What you have to do. Please repeat every entry, keeping each one exactly the same.

Material provided.
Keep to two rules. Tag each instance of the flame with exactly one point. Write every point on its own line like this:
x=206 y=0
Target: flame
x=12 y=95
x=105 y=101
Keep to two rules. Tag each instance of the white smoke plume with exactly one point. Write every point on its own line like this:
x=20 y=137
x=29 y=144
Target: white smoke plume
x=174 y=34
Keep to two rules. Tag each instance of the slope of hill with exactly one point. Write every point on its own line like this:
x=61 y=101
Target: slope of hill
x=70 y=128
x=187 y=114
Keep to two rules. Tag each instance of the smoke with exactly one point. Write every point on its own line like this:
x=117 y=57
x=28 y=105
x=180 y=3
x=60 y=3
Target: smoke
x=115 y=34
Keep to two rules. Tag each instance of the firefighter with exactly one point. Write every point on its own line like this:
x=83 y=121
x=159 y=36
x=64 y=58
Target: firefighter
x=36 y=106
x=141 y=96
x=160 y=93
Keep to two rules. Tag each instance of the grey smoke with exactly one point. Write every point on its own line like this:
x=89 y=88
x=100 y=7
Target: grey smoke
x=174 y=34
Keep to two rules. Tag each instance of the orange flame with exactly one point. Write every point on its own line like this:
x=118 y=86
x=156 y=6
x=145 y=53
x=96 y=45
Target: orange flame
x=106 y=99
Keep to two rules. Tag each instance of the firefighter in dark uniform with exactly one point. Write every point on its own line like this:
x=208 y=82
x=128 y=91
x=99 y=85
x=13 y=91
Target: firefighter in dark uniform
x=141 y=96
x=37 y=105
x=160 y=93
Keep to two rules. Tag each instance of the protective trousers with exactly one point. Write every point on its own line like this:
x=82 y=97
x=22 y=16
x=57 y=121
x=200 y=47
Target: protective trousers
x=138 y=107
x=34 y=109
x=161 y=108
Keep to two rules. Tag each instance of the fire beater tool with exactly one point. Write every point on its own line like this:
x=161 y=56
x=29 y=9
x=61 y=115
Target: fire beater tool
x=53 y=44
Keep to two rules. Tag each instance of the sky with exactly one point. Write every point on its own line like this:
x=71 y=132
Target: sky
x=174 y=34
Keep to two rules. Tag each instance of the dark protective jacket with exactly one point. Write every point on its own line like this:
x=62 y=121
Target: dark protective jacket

Output below.
Keep to two rules. Tag each instance of the flame with exactly one point. Write every point on its own line like this:
x=206 y=0
Target: flame
x=12 y=95
x=105 y=101
Keep to two rules. Tag each instance of the white smoke plume with exactly one point. Write every point on its own line like this:
x=20 y=137
x=29 y=144
Target: white smoke plume
x=174 y=34
Keep to two rules. Tag each instance of the slope of hill with exactly one point. Write every point on its own line like this:
x=61 y=101
Target: slope of hill
x=70 y=128
x=187 y=114
Keep to two rules. Tag each instance of the smoke with exactly one point. Write every point on its own line like this:
x=117 y=57
x=28 y=105
x=180 y=3
x=60 y=3
Target: smoke
x=115 y=34
Keep to two rules. Tag each instance of the firefighter with exactly one point. Write every point on its own line like this:
x=83 y=121
x=159 y=36
x=64 y=58
Target: firefighter
x=36 y=106
x=141 y=96
x=160 y=93
Keep to two rules. Tag each instance of the grey smoke with exactly one point. Write every point on its own line like this:
x=89 y=88
x=100 y=7
Target: grey smoke
x=174 y=34
Keep to two rules. Tag each instance of the orange flame with exactly one point. Write every point on its own line like this:
x=118 y=86
x=156 y=6
x=145 y=53
x=96 y=45
Target: orange flame
x=106 y=99
Keep to two rules. Tag each instance of the firefighter in dark uniform with exactly one point. Write every point on its own line like this:
x=208 y=82
x=128 y=91
x=99 y=85
x=13 y=91
Target: firefighter in dark uniform
x=141 y=96
x=37 y=105
x=160 y=93
Keep to two rules. Tag each instance of the protective trousers with exactly one point. Write every point on its own line like this:
x=82 y=97
x=22 y=16
x=57 y=121
x=200 y=47
Target: protective trousers
x=138 y=107
x=34 y=109
x=161 y=108
Keep to two rules. Tag each instance of the fire beater tool with exactly one point. Write every point on its own line like this:
x=161 y=56
x=29 y=9
x=61 y=115
Target: fire beater tool
x=53 y=44
Keep to two rules. Tag each instance of the sky with exactly one point. Write every point on its own line like this:
x=71 y=132
Target: sky
x=174 y=34
Keep to two rules. Tag each instance of the dark protective jacket with exactly one point. Write every point on its own line like this:
x=62 y=121
Target: dark protective jacket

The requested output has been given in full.